start Given records
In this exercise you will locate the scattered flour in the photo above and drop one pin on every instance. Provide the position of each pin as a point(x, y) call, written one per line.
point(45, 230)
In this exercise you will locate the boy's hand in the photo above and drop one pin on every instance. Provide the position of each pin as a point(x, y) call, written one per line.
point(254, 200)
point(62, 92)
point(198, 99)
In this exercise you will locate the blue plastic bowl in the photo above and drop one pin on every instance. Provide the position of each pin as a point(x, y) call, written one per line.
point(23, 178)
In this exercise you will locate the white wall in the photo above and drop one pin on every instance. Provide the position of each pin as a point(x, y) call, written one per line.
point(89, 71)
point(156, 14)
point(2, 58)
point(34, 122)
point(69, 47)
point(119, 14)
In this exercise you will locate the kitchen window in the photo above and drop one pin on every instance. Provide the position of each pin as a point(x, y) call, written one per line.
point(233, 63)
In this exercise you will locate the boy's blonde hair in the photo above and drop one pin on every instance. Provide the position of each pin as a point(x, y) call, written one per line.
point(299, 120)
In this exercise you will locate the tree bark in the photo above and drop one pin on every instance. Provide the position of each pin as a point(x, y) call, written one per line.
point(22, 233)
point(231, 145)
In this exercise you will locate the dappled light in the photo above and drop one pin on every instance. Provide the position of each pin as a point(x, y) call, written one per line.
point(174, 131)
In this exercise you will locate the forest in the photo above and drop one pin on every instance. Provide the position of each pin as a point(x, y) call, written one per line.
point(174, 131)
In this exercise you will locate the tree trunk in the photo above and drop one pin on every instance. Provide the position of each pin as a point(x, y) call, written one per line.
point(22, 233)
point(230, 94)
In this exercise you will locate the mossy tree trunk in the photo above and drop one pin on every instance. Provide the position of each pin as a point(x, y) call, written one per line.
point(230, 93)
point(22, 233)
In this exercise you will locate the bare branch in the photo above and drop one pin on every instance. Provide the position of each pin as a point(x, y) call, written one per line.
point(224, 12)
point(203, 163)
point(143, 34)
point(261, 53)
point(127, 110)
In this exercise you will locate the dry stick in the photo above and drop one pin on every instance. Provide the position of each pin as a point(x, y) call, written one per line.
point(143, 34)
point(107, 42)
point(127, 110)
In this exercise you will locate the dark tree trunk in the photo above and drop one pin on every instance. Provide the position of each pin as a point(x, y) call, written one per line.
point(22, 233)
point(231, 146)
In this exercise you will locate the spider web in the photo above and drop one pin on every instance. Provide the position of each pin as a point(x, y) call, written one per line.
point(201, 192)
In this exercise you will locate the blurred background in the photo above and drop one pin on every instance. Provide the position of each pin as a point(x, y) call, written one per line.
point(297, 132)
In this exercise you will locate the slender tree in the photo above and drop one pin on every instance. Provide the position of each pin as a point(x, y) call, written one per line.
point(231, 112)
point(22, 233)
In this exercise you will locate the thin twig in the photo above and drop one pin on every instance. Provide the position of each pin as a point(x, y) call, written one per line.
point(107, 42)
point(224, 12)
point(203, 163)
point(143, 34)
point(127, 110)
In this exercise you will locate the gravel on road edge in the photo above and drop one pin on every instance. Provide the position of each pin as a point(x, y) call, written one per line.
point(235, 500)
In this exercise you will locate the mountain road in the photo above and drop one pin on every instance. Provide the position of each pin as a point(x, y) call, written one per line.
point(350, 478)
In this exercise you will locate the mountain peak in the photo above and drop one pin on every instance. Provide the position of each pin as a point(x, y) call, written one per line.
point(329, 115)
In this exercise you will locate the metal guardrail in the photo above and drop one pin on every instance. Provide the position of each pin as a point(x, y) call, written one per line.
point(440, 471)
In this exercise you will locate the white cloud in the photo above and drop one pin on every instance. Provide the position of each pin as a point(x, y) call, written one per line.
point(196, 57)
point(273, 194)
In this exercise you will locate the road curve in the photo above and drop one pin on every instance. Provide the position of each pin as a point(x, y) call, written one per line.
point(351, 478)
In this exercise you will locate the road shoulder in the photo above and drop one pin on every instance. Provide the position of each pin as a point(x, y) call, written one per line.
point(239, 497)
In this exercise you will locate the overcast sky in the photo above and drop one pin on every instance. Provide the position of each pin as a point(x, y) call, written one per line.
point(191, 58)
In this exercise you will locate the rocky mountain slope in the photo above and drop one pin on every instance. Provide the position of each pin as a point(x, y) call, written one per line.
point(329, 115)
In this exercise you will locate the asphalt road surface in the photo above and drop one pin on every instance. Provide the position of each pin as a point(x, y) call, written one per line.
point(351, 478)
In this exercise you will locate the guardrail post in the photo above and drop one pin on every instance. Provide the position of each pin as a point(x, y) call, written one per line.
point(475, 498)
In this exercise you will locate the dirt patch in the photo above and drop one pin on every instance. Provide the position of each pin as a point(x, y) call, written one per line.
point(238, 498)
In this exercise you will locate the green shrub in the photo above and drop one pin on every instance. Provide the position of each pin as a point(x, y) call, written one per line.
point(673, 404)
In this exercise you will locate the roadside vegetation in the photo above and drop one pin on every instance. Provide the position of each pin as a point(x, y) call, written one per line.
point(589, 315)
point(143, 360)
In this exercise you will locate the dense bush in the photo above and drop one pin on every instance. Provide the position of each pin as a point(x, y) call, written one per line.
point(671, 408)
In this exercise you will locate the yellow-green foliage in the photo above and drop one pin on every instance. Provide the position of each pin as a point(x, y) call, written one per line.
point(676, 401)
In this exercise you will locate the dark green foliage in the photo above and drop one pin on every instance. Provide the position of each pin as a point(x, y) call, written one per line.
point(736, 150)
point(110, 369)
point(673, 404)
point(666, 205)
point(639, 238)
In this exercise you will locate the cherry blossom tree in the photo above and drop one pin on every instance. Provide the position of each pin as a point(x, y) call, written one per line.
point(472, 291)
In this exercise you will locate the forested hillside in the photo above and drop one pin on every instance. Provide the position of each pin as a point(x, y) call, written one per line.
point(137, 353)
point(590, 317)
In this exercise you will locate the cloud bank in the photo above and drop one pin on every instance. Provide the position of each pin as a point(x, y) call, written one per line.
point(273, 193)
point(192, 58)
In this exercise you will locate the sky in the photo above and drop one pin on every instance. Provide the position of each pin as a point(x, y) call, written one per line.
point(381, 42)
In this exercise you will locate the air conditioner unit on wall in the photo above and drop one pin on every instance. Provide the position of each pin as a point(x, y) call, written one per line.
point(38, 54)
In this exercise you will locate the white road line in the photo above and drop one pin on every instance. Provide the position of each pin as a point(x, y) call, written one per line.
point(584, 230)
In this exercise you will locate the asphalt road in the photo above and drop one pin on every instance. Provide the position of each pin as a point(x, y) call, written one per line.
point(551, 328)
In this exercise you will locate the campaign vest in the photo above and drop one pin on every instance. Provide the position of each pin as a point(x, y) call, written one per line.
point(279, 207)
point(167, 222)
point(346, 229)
end Given records
> **Given exercise**: Here, the records must be output exactly and in full.

> **Correct result**:
In this exercise you will locate the scattered flour in the photo above and drop one pin on every instance. Provide the position of each pin as a point(x, y) call, written one per line.
point(45, 230)
In this exercise you will locate the boy's hand in the photo above and drop one pin on every instance. Provide the position of each pin as a point(x, y) call, written one per line.
point(254, 200)
point(62, 92)
point(198, 99)
In this exercise you will locate the blue plastic bowl in the photo above and drop one pin on every instance. Provide the position of each pin as a point(x, y) call, written one per line.
point(23, 178)
In this exercise you will locate the white wall in the photo above and drop one pin on every instance. Provide the position of each pin as a point(x, y) call, written one per line.
point(89, 71)
point(156, 14)
point(2, 58)
point(34, 122)
point(69, 47)
point(119, 14)
In this exercise you will locate the kitchen window in the photo above and drop one pin on every instance. Provide the position of each pin as a point(x, y) call, written one per line.
point(233, 63)
In this exercise you will locate the boy's blonde hair in the photo above and drop one pin on every instance. Provide the position of each pin as a point(x, y) call, written one per line.
point(299, 120)
In this exercise you will locate the tree bark in the photo above and drop one pin on every instance. Provide the position of each pin as a point(x, y) call, written one per line.
point(22, 233)
point(231, 145)
In this exercise you will locate the dappled light in the photo above and drop one pin on every instance. Provide the position of each pin as a point(x, y) call, written one per line.
point(174, 131)
In this exercise you will locate the forest in the photo above and drop one pin on every instance. Provide the position of each pin as a point(x, y) call, written one per line.
point(174, 131)
In this exercise you will locate the tree trunk in the photo above and drop one pin on every instance. Provide the position of each pin as a point(x, y) call, written one per line.
point(22, 233)
point(230, 94)
In this exercise you will locate the mossy tree trunk in the photo above and drop one pin on every instance. Provide the position of each pin as a point(x, y) call, written one per line.
point(230, 93)
point(22, 233)
In this exercise you will locate the bare branch in the photo above and drop one pin on every instance. Provide the position of each pin as a point(x, y) call, written one per line.
point(224, 12)
point(203, 163)
point(143, 34)
point(261, 53)
point(127, 110)
In this exercise you will locate the dry stick in the photo above and drop one pin on every instance. Provide the position of each pin as a point(x, y) call, written one per line.
point(143, 34)
point(107, 42)
point(127, 110)
In this exercise you will locate the dark tree trunk in the photo above and drop one pin on every instance. Provide the position of each pin as a point(x, y) call, written one per line.
point(22, 233)
point(231, 146)
In this exercise you will locate the spider web in the photo above and drop one pin on every instance. Provide the position of each pin as a point(x, y) call, written one per line.
point(201, 192)
In this exercise you will locate the blurred background in the photo above and drop one pin on every instance. Provide the position of each pin as a point(x, y) call, written one per line.
point(297, 132)
In this exercise you will locate the slender tree in the photo above and drop one pin on every instance. Provide the position of each pin as a point(x, y) call, written one per line.
point(231, 112)
point(22, 233)
In this exercise you will locate the thin twig in the photo above and drop one pin on every instance. Provide the position of each pin as a point(x, y) call, written one per line.
point(107, 42)
point(224, 12)
point(203, 163)
point(143, 34)
point(127, 110)
In this exercise you will locate the gravel on road edge in the photo above and drop one pin on every instance. Provide the position of each pin as a point(x, y) call, written one per line.
point(235, 500)
In this exercise you will locate the mountain road in the photo above and drop one pin on every instance. Provide the position of each pin as a point(x, y) call, written one per line.
point(350, 478)
In this exercise you will locate the mountain peak in the photo above and drop one pin on every instance. Provide the position of each pin as a point(x, y) call, written one per line.
point(329, 115)
In this exercise you will locate the metal guardrail in the photo above and drop one pin on every instance. Provide the position of each pin as a point(x, y) call, written one per line.
point(440, 471)
In this exercise you will locate the white cloud in the photo above and drop one pin on every instance. Provide the position of each pin as a point(x, y) call, written one per line.
point(196, 57)
point(273, 194)
In this exercise you will locate the road curve in the photo above and drop one pin on every instance. Provide the position of each pin as a point(x, y) call, written one per line.
point(351, 478)
In this exercise you will locate the road shoulder in the photo above and drop one pin on every instance. Provide the position of each pin as a point(x, y) call, written one per line.
point(239, 497)
In this exercise you will locate the overcast sky in the photo above and drop one pin on every instance. Provide the position of each pin as a point(x, y) call, written one per line.
point(191, 58)
In this exercise you will locate the rocky mountain slope in the photo above and drop one pin on every instance. Provide the position of each pin as a point(x, y) call, written one per line.
point(329, 115)
In this exercise you will locate the asphalt road surface in the photo above and drop one pin on every instance. Provide the position of each pin as a point(x, y) call, written one per line.
point(351, 478)
In this exercise you will locate the guardrail post in the photo above and drop one pin on every instance. Provide the position of each pin as a point(x, y) call, written one per line.
point(475, 498)
In this exercise you will locate the dirt patch in the photo above and drop one pin on every instance. Provide the position of each pin as a point(x, y) call, written one per line.
point(238, 498)
In this exercise you will locate the green shrub in the photo above and drop one pin on every instance. Provide the position of each pin as a point(x, y) call, written one per line.
point(673, 404)
In this exercise you will locate the roadside vegetation in the photo above and drop one pin on every instance. Provide the position of each pin as a point(x, y) call, written one per line.
point(589, 315)
point(143, 360)
In this exercise you will locate the dense bush in the photo above and drop one pin on every instance. Provide the position of each pin as a point(x, y) call, written one per line.
point(671, 408)
In this exercise you will locate the yellow-green foliage in the photo above and drop one pin on every instance. Provide the position of each pin as a point(x, y) call, written one per line.
point(676, 401)
In this exercise you will locate the dark green foliage in the photo above and drop one pin on every instance. Provide the position of each pin as a point(x, y) call, written one per line.
point(736, 150)
point(110, 369)
point(673, 404)
point(666, 205)
point(639, 238)
In this exercise you will locate the cherry blossom tree in the photo above and drop one pin on every instance. Provide the position of each pin as a point(x, y) call, written one per line.
point(472, 291)
In this exercise you will locate the forested hillside in the photo above and drop one pin on every instance. Provide the position of each pin as a point(x, y) call, written one per line.
point(137, 353)
point(590, 317)
In this exercise you will locate the cloud bank in the photo above and drop one pin on every instance. Provide the position of each pin as a point(x, y) call, written one per line.
point(273, 193)
point(192, 58)
In this exercise you will locate the sky in the photo above and drop one pin on every instance. Provide the position of each pin as a point(x, y) call, written one per line.
point(381, 42)
In this exercise you will locate the air conditioner unit on wall in the photo above and drop one pin on every instance. Provide the position of each pin as a point(x, y) call, written one per line.
point(38, 54)
In this exercise you will locate the white road line in the photo above and drop one pin on every instance. Provide the position of each pin as a point(x, y) call, written one per line.
point(584, 230)
In this exercise you will locate the asphalt road in the photo above and drop one pin on every instance. Provide the position of each pin as a point(x, y) call, written one per line.
point(551, 328)
In this exercise you will locate the campaign vest in the photo above and drop one pin on every instance. Provide the position of each pin as a point(x, y) call, written one per line.
point(279, 207)
point(167, 222)
point(346, 229)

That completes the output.